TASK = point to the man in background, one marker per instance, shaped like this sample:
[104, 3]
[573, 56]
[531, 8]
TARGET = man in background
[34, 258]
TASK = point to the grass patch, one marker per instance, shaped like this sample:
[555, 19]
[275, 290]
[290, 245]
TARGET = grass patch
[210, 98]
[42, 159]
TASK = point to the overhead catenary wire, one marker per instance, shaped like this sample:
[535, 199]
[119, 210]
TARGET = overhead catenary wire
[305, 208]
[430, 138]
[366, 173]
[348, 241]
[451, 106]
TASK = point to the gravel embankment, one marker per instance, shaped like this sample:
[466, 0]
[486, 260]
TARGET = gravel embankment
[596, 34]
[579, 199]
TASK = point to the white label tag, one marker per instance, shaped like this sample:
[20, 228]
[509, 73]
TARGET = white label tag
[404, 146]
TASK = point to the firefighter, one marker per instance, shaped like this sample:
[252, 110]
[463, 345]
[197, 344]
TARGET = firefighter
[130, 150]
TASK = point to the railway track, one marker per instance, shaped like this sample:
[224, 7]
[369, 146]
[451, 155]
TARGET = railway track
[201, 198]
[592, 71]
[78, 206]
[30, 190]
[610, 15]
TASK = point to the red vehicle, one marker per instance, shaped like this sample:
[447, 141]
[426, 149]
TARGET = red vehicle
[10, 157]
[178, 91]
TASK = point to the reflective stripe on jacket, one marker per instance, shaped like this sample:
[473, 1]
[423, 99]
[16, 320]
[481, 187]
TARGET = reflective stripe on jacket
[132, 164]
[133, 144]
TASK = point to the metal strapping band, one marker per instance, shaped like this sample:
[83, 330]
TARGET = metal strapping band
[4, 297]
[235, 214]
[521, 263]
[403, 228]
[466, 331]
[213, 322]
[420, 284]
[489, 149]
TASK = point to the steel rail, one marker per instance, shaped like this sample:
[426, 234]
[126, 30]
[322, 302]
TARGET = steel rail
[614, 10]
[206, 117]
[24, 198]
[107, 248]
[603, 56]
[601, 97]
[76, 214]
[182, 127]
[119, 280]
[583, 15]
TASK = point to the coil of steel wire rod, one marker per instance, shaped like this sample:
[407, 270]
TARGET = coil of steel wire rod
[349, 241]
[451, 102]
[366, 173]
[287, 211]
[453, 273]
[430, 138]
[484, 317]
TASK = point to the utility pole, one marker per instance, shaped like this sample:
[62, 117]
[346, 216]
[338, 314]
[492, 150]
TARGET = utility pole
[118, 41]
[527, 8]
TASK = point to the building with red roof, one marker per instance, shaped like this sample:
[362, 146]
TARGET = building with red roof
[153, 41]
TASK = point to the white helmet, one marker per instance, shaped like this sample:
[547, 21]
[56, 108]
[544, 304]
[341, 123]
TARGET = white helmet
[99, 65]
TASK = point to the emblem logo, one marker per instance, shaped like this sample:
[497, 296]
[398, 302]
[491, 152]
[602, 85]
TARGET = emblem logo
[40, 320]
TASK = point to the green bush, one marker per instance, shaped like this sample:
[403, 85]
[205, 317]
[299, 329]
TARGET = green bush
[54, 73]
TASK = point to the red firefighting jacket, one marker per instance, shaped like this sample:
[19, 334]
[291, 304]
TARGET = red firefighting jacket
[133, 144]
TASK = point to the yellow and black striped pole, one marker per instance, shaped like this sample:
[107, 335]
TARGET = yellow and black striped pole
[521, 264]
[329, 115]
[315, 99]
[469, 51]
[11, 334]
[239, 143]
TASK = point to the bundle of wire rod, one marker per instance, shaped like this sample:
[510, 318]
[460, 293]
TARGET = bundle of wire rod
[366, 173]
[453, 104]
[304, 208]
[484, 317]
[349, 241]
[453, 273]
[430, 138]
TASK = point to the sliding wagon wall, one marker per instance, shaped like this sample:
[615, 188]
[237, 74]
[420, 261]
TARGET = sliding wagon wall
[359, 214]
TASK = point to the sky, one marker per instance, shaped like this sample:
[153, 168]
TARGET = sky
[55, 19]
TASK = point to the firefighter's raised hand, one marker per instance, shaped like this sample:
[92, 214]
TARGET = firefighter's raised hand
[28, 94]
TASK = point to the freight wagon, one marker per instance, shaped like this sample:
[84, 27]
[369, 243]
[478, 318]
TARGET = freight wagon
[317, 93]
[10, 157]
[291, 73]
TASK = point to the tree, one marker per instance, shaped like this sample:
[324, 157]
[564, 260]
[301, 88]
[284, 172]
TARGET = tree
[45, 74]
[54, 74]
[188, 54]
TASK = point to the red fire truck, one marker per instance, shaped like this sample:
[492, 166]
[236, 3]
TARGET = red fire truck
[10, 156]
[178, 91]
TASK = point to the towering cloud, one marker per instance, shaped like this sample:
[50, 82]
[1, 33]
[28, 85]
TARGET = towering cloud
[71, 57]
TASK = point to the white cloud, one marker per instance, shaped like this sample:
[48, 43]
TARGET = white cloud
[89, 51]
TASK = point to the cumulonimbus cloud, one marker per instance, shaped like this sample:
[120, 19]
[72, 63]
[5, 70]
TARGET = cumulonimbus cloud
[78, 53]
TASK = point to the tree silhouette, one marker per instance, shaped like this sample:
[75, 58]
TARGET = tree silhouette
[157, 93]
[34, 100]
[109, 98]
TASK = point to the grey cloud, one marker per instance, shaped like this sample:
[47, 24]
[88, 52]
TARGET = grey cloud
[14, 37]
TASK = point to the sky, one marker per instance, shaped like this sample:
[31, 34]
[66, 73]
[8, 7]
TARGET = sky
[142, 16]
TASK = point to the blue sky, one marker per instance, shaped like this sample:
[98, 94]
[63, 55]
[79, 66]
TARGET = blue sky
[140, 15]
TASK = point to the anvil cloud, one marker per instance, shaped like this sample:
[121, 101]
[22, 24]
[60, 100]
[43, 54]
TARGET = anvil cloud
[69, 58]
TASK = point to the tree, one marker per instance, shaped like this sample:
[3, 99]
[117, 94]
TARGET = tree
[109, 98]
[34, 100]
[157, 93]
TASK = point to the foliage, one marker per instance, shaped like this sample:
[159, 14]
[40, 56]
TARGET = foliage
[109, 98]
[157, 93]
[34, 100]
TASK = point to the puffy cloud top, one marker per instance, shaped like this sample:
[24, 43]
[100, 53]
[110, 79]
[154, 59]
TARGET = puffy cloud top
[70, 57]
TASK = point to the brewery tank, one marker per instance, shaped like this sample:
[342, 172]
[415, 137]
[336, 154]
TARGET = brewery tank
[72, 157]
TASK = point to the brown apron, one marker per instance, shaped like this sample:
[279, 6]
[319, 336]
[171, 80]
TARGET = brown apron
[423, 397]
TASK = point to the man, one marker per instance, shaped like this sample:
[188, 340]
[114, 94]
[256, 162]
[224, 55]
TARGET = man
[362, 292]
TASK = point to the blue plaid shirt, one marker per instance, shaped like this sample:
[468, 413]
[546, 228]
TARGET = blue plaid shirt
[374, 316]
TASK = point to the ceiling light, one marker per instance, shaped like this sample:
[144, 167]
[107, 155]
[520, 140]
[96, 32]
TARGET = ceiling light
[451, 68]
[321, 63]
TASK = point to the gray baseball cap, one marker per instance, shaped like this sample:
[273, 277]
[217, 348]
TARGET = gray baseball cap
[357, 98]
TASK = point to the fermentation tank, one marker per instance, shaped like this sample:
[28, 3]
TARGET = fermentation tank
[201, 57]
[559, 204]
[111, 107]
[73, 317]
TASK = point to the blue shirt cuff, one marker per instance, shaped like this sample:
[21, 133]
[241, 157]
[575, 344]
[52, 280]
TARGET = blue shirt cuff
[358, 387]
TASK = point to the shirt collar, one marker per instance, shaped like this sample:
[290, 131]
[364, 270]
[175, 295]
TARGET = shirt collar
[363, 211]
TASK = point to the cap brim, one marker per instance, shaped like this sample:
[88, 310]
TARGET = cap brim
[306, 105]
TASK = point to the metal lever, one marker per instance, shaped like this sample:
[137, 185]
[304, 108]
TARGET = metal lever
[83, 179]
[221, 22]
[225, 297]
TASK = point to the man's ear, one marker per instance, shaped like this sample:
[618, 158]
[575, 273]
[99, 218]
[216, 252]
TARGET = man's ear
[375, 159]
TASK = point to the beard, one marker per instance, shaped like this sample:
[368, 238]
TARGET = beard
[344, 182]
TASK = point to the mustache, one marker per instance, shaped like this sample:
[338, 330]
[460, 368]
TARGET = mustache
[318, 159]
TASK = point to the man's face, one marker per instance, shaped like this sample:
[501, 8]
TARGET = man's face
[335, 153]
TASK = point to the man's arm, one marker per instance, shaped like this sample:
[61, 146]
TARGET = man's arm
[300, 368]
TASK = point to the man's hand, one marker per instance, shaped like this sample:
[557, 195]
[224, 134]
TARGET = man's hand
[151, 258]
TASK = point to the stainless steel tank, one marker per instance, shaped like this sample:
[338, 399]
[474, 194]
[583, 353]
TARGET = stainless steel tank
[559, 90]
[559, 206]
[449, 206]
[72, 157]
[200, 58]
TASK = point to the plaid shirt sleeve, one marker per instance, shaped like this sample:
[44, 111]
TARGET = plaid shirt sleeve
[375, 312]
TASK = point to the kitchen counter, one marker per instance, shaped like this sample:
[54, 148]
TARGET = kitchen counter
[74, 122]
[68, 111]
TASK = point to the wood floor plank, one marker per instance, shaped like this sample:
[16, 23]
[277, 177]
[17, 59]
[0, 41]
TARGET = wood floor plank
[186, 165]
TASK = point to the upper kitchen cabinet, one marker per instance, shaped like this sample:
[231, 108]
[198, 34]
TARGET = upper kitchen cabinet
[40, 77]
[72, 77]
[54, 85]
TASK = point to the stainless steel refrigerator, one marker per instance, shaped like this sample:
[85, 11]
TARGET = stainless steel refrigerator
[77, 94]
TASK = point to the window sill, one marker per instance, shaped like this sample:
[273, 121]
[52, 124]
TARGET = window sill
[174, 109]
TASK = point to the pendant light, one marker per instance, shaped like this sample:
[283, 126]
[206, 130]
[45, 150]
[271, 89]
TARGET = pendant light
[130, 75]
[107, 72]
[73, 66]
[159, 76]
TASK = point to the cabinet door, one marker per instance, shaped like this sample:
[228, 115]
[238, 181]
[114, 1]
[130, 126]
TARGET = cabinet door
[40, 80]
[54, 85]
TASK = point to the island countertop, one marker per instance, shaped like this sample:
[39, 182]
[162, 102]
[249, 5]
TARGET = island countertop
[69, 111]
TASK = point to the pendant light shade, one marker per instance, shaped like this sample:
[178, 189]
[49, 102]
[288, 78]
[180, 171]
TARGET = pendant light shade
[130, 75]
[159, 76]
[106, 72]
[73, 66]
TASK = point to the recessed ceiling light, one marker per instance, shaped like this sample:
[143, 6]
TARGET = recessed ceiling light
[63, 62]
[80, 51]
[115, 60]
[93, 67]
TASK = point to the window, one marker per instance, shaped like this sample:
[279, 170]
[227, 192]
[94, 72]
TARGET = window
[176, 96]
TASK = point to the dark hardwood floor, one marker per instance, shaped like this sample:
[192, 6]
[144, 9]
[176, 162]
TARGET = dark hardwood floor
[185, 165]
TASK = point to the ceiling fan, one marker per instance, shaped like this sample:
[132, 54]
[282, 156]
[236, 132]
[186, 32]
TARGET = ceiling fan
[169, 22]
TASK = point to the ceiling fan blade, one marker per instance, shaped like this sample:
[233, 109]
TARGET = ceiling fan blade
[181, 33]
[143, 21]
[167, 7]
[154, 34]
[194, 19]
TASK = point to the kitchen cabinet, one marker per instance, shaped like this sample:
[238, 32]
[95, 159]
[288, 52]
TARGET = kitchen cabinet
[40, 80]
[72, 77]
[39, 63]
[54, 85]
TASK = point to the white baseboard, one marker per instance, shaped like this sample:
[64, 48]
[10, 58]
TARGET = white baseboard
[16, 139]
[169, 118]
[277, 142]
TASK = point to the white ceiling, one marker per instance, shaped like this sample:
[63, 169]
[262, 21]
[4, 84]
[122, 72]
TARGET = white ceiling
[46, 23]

- - - -

AIM:
Express every line from the one containing "TASK = point to the white ceiling, one" through the end of the rows, both ends included, as a JSON list of strings with one string per line and blank lines left out.

RESULT OF THE EXERCISE:
[
  "TASK = point to the white ceiling, one marker per instance, shaped like this sample:",
  "[63, 169]",
  "[262, 21]",
  "[4, 84]",
  "[122, 72]",
  "TARGET = white ceiling",
  "[46, 23]"
]